● **To be done**
Rewrite every line of the listing, starting with its first line and going on through the line with "(1247, 468)". Add 113 to each number in the point coordinates, and leave all other lines as they are.

# # # #

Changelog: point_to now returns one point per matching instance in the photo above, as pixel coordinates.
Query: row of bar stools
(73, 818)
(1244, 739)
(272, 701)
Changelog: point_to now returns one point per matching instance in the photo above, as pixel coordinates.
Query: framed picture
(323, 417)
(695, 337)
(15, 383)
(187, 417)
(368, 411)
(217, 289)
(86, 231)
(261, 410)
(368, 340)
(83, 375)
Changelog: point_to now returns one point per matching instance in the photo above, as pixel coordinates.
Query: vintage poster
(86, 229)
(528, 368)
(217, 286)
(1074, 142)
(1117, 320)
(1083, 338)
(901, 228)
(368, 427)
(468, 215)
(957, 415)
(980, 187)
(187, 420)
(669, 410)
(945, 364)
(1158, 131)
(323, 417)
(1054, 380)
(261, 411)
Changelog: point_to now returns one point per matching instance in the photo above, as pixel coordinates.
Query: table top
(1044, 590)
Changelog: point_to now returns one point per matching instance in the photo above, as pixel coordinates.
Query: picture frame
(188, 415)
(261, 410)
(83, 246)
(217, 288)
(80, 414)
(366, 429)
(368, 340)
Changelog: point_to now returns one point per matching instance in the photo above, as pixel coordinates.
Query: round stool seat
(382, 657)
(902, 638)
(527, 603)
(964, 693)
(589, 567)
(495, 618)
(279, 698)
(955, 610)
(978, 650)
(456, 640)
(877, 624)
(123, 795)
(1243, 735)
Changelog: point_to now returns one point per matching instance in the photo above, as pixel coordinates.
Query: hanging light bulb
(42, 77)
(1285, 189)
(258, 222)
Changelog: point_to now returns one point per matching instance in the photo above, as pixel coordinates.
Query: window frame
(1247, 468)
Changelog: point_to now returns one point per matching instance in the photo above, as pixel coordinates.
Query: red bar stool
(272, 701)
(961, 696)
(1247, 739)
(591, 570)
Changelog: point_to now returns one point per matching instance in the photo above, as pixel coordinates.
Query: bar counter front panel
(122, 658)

# # # #

● **Response to this exercise**
Changelog: point_to now returns one point per matching instance in the photo above, as pixel coordinates.
Query: row of bar stools
(186, 931)
(1357, 852)
(385, 814)
Changelog: point_to now returns one point per matching instance in the photo above, as pixel coordinates.
Query: framed picture
(436, 530)
(808, 450)
(128, 496)
(300, 530)
(481, 524)
(330, 402)
(199, 344)
(374, 523)
(481, 453)
(196, 488)
Changelog: point_to now returns one point per matching instance in the photo above, as pixel coordinates.
Query: vintage poster
(199, 342)
(641, 481)
(330, 399)
(1187, 255)
(1230, 433)
(1196, 451)
(1014, 341)
(481, 540)
(581, 328)
(1070, 528)
(1093, 300)
(300, 533)
(782, 523)
(1058, 477)
(1271, 244)
(436, 530)
(1167, 493)
(374, 524)
Changelog: point_to now returns one point per matching instance in the photo above, as pixel coordinates.
Query: table top
(1157, 703)
Changelog: point_to now returns one point per matching instance in the photo above, as pixel coordinates.
Query: picture frame
(301, 528)
(374, 523)
(196, 359)
(330, 401)
(193, 527)
(479, 542)
(481, 453)
Changelog: point_to now returns one point per matching instance in the photo above, as pixel coordinates.
Query: round stool seat
(495, 770)
(1015, 751)
(640, 716)
(1077, 806)
(702, 680)
(608, 731)
(392, 811)
(1068, 723)
(1091, 763)
(569, 753)
(990, 737)
(236, 908)
(1356, 848)
Changelog: point_to now returns one point per matching instance in the photo above, as pixel coordinates.
Query: hanging light bulb
(155, 190)
(1398, 302)
(371, 335)
Changelog: point_to now returns one point per matching instance in the photo above, as pixel coordinates.
Query: window frame
(1360, 581)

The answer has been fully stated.